Volets de l'exercice:
1. Relevez tous les noms de personnes mentionnés dans le texte sur Sarkozy et la politique économique.
2. D'après le texte sur Sarkozy et la politique économique, quel jour Nicolas Sarkozy a-t-il commenté la politique économique du président Hollande ?
3. Prolongez le texte sur Sarkozy et la politique économique à la suite de sa dernière phrase.

:: Passage du texte

Lundi 2 mars, Nicolas Sarkozy a décidé de faire parler de lui en commentant un peu la politique économique du président Hollande. L’exercice n’est pas trop dur : après deux années de saccage de l’économie française par Hollande, Sarkozy peut enfin renvoyer un début de bilan désastreux à la face de son ancien adversaire qui ne s’était pas privé d’évoquer celui, presque aussi mauvais, du président sortant à chaque fois qu’il le pouvait.
Et comme d’habitude, la magie de l’éloignement politique joue à plein : dès lors qu’un homme politique n’est plus au pouvoir, les lunettes en peaux de saucisson qu’il avait chaussées semblent tomber et une timide lucidité s’installe à nouveau. En quelques réponses aux questions sur l’état général du pays et la loi Macron, le président de l’UMP rappelle quelques évidences que les libéraux, bien seuls depuis des années, s’évertuent à faire comprendre tant aux affidés de la droite qu’aux sbires de la gauche.
Par exemple, oui, il n’y a pas de réductions d’impôts dans la loi Macron. Non, le bricolage sur les dimanches ouvrés ne sera pas suffisant pour relancer autre chose que des polémiques stériles, et sera même probablement indolore puisqu’inappliqué. Et lorsque Sarkozy explique que le gouvernement s’emploie à libéraliser les lignes d’autocar pendant que les chefs d’entreprises réclament des baisses de charges, il ne fait finalement que redire ce qui fut dit, maintes fois, dans ces colonnes et ailleurs.

::::
:: Listing fourni

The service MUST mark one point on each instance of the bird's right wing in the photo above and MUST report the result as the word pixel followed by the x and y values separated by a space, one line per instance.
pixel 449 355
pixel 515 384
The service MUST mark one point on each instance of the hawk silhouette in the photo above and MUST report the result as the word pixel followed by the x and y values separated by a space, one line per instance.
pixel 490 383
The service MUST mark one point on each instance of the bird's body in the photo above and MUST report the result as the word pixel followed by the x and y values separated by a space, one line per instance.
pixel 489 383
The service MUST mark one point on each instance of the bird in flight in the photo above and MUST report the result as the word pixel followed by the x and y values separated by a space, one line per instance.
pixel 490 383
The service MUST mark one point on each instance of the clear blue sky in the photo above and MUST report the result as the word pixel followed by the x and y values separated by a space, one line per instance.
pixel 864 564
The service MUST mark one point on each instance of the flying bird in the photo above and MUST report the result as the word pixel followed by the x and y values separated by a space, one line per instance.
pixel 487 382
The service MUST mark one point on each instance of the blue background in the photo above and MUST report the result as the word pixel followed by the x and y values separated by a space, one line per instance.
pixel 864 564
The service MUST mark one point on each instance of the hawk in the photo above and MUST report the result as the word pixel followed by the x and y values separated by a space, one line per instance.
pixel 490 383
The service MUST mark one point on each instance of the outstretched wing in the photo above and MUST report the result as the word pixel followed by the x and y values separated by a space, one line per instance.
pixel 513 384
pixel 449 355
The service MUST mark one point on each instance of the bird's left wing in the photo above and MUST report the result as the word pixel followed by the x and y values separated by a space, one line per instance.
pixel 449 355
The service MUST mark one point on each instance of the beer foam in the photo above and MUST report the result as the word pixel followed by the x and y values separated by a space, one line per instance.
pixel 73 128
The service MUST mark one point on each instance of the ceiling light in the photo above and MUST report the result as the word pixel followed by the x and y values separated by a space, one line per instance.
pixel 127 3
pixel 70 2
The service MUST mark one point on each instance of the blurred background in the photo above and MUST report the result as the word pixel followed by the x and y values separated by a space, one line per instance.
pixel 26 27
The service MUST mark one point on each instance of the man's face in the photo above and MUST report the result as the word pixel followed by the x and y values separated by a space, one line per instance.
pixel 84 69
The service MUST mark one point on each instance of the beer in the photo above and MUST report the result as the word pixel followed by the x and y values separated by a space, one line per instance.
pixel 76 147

::::

Réponses par consigne:
1. Nicolas Sarkozy, Hollande, Macron

2. Le lundi 2 mars.

3.
Une fois ces constats posés, le petit Nicolas est chaud-boulette pour, enfin, expliquer à quelle sauce il va manger la France en 2017 pardon comment il compte procéder pour redonner du tonus à ce pays s’il revenait au pouvoir : il va mettre l’entreprise au centre de ses préoccupations, avec des trucs périphériques ici, là et là, et au centre, voyez, ici, précisément, l’entreprise, parce qu’elle crée des emplois tout ça machin. Très concrètement, on ne sait pas encore exactement à quoi sa « révolution des esprits » et sa « politique alternative » ressembleront, mais comme c’est Nicolas qui propose, ça va roxxer du poney, c’est évident.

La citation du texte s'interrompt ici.